Exercise description:
Continue the piece on telltale signs of a poorly done bathroom remodel, picking up right after its last sentence.
=== Extract to read ===
Often times I can walk into a bathroom of any age or style and immediately spot the small things that tell me if the bathroom was remodeled the right way or not. The giveaways...
Tile abuts fixtures, casings and baseboard. Talk about looking like crap. The grout usually looks messy and when the wood shrinks from seasonal changes, cracks will start to show. Not to mention that the baseboard looks even smaller due to the reduced height. And don't get me started on tiling in a vanity bottom instead of going under. If someone wanted to change the vanity at a later date due to a style change, or if it was damaged, they would be stuck trying to match the exact footprint of the old vanity.
Beadboard paneling installed over the drywall. This is another save-a-buck detail that drives me crazy. The paneling is usually so thin that it the bead detail is minimal and yet applying it over the drywall flattens any window or door casing profiles. The proven way to install beadboard wainscot in a bathroom is to remove the drywall from the wall and apply the beadboard directly to the studs. This allows you to install a true beadboard and also keep the profiles/shadow lines of the window and door trim intact.
Tub or shower base is spongy. Just about every tub or shower installed over the last 40 years has been installed without regard to proper support under the base. I can step into and immediately feel if the base is properly supported or not. It has give and feels bouncy. The correct way to install the base or tub is as follows:
1. Replace or upgrade the subfloor with new and or additional plywood. 2. Nail down wire mesh under the base or tub foot print. This is to help keep the mortar in place. 3. Mix and pile mounds of structural mortar over the mesh. 4. Bed the base down into the mortar and confirm that it is level. 5. Install temporary blocking around the rim or top to keep it from moving as the mortar cures.
=== Recorded information ===
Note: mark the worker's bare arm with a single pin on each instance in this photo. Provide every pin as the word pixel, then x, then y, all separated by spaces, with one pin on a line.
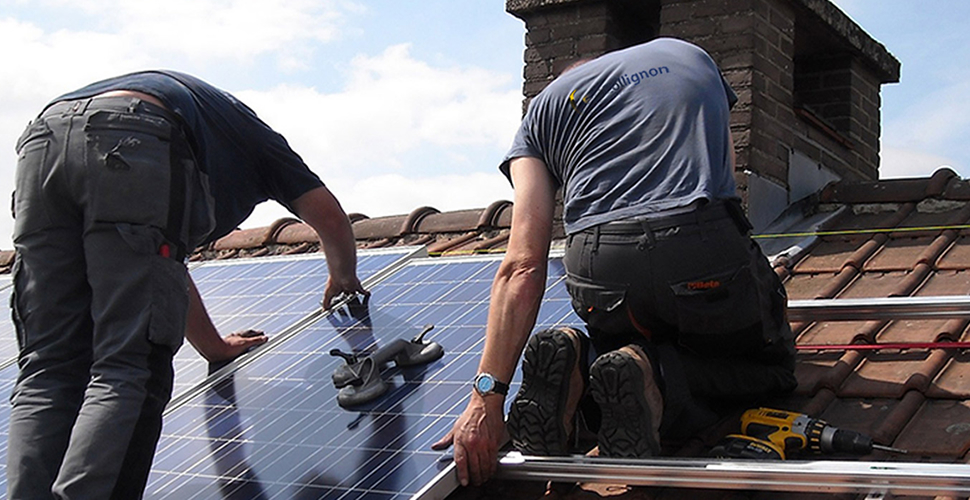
===
=== Recorded information ===
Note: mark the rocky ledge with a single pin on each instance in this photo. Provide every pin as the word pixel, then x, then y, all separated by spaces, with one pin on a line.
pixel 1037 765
===
=== Recorded information ===
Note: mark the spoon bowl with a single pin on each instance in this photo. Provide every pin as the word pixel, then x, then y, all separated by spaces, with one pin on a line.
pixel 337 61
===
Task output:
Doing the above ensures that when anyone steps into the tub or shower, there is an absolute feeling of solidness. Yes, doing this while installing the tub or base is a pain and takes more time and money and it's worth it.
Cheesy soap dishes or alcoves. This detail absolutely drives me crazy. Here is a picture of a tiled bathtub surround with a molded soap dish just slapped into the wall. Not only does it stick out like a large pimple on your forehead, they placed it right in the middle of the accent tile row. Down. Right. Ugly.
Shower Doors. Framed shower doors should be banned period. Not only do they look cheap and feel flimsy, the frame provides the perfect landing spot for soap residue which provide a breeding ground for mold. Frameless doors are easy to keep clean and really take the overall look of your bathroom up a couple of notches.
Over reliance on caulking. Caulking when used right has it's place in the bathroom. It keeps joints closed when a house moves due to seasonal changes. It directs water where you want it such as around the outer jambs of a shower door. However, I've walked into bathrooms where the caulking looks as if it were troweled on by the gallon and there is usually black mold growing by the minute.
These are some of the things to spot in a poorly constructed bathroom. In my next post, I will write about the details that make a difference in building a bathroom that looks fabulous for years to come.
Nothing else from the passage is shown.